Énoncé 1: Comptez les lignes des entrées où figure la chaîne « dark ». Indiquez uniquement ce nombre.

Texte fourni:

--- --- ---

Quels sont les raisons qui ont poussé le ministre Chakib Benmoussa à mettre en place ces conditions ? Sont-elles légales ? Le ministère a-t-il basé ses décisions sur des études et des données scientifiques ? S'agit-il de « solutions novatrices » promises par le ministre aux contractuels mécontents de ne pas être rattaché à la fonction publique ? Quel est le sort de milliers de candidats potentiels de plus de trente ans, ou de diplômés qui ne trouvent pas d’emploi ? Le ministère a-t-il pensé aux conditions de travail du personnel enseignant et à leurs salaires limités ?
Les raisons de la circulaire
Avant de détailler les conditions contenues dans l'annonce d'ouverture d'un concours pour l'embauche de 15 000 enseignants, Benmoussa appelle à prendre en considération le contexte dans lequel s'inscrivent ces conditions afin que les grands objectifs ne se perdent pas dans une discussion stèrile sur les mesures d'accompagnement.
Selon Benmoussa : « Ces conditions font partie d’une réforme globale ». Le ministre a souligné le fait que « le gouvernement s'est engagé à répondre aux attentes des citoyens, au cœur desquelles se trouve le besoin d'une école de qualité, qui contribue à la diffusion des valeurs citoyennes, contribue au progrès social, et permet aux citoyens actifs d’obtenir des diplômes et ainsi participer au développement du pays ». Il explique que « cet engagement découle des résultats du nouveau modèle de développement, qui est l'expression des attentes de tous les Marocains, qui disent que l'école publique a perdu leur confiance et a besoin d'une réforme globale ».
Cette réforme porte sur les conditions d'accueil, le cadre de la scolarisation, les méthodes pédagogiques adoptées, et l'ouverture de l'école sur son environnement. Le personnel enseignant a, selon lui, le droit de bénéficier de la considération requise, d’un soutien constant, d’une formation continue et d’une assistance pour faire son devoir de la meilleure façon possible.
Benmoussa assure à ce titre que ses « nombreuses sorties sur le terrain, alors qu'il étudiait l'opinion des enseignants, qu'une grande partie d'entre eux n'est pas satisfaite des conditions de travail, de l'image de l'établissement d'enseignement, qui a perdu beaucoup de son attrait, et des résultats médiocres, exprimant le besoin urgent de réforme dans le secteur ».
Pour accéder à « l'école de la qualité », le ministre estime que le métier d'enseignant doit retrouver son attractivité, afin qu'il devienne « un métier que les gens choisissent par conviction, comme cela arrive avec tous les métiers nobles, comme la médecine, l'ingénierie ou l'aviation ». Pour atteindre cet objectif, « nous ne pouvons pas brûler les étapes. Au contraire, les hommes et les femmes de l'éducation doivent être la pierre angulaire de la réforme, en les choisissant parmi les meilleurs étudiants », a-t-il expliqué.
Conscient que cette seule condition n'est pas suffisante pour avoir le corps enseignant souhaité. Ceux qui seront sélectionnés passeront un concours afin d’accéder aux centres de formation, et « ils passeront la plus longue période possible, c'est-à-dire de 6 à 7 mois, pour être dans les établissements en septembre 2022. Après une évaluation positive de leur formation, et en tant que stagiaires, ils doivent passer un an de pratique sous la supervision de professeurs et de superviseurs, après quoi ils deviennent officiellement des enseignants ».

--- --- ---

Liste des données:
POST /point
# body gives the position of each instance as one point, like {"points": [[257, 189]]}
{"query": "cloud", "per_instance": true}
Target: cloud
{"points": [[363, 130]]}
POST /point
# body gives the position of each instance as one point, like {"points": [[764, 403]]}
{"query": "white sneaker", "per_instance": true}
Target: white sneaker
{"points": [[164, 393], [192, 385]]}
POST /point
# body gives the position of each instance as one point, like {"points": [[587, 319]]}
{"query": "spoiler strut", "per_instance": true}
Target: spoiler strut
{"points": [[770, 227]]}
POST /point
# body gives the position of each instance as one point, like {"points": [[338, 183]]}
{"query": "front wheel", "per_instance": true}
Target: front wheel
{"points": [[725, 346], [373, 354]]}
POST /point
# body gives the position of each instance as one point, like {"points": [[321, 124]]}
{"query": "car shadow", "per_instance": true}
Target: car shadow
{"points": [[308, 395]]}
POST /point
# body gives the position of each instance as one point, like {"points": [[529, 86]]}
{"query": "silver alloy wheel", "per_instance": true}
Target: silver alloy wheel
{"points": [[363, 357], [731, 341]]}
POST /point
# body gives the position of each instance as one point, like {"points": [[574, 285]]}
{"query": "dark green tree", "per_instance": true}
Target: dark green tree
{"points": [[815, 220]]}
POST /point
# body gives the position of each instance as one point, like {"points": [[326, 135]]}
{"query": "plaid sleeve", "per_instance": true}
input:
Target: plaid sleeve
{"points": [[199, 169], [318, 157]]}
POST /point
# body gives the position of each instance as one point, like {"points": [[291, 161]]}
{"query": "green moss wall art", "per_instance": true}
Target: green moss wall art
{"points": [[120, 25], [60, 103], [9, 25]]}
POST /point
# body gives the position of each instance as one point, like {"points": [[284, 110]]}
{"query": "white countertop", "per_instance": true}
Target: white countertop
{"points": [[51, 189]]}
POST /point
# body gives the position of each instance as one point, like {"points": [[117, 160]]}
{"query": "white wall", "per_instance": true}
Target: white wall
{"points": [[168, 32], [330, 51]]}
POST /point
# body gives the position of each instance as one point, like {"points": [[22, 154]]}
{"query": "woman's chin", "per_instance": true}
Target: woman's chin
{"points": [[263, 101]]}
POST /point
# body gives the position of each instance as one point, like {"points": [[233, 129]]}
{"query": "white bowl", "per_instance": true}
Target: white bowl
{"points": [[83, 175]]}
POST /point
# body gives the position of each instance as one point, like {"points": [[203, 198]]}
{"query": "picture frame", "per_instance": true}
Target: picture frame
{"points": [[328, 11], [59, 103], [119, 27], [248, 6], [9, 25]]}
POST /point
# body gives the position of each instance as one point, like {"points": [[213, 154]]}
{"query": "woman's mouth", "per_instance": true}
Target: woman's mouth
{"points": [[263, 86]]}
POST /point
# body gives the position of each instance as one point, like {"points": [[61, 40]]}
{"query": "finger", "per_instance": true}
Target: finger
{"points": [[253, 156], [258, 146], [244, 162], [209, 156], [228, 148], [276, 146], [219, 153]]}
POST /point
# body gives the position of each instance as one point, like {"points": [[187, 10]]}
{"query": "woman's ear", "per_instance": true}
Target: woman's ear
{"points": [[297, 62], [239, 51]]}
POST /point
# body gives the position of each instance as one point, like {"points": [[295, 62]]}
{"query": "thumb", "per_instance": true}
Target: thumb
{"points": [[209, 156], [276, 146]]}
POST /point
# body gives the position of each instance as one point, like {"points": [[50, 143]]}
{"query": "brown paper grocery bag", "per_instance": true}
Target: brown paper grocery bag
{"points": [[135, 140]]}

--- --- ---

Énoncé 2: D'après le texte sur le recrutement des enseignants, combien d'enseignants le concours annoncé doit-il permettre d'embaucher ?

Réponse finale 1: 2

Réponse finale 2: 15 000 enseignants.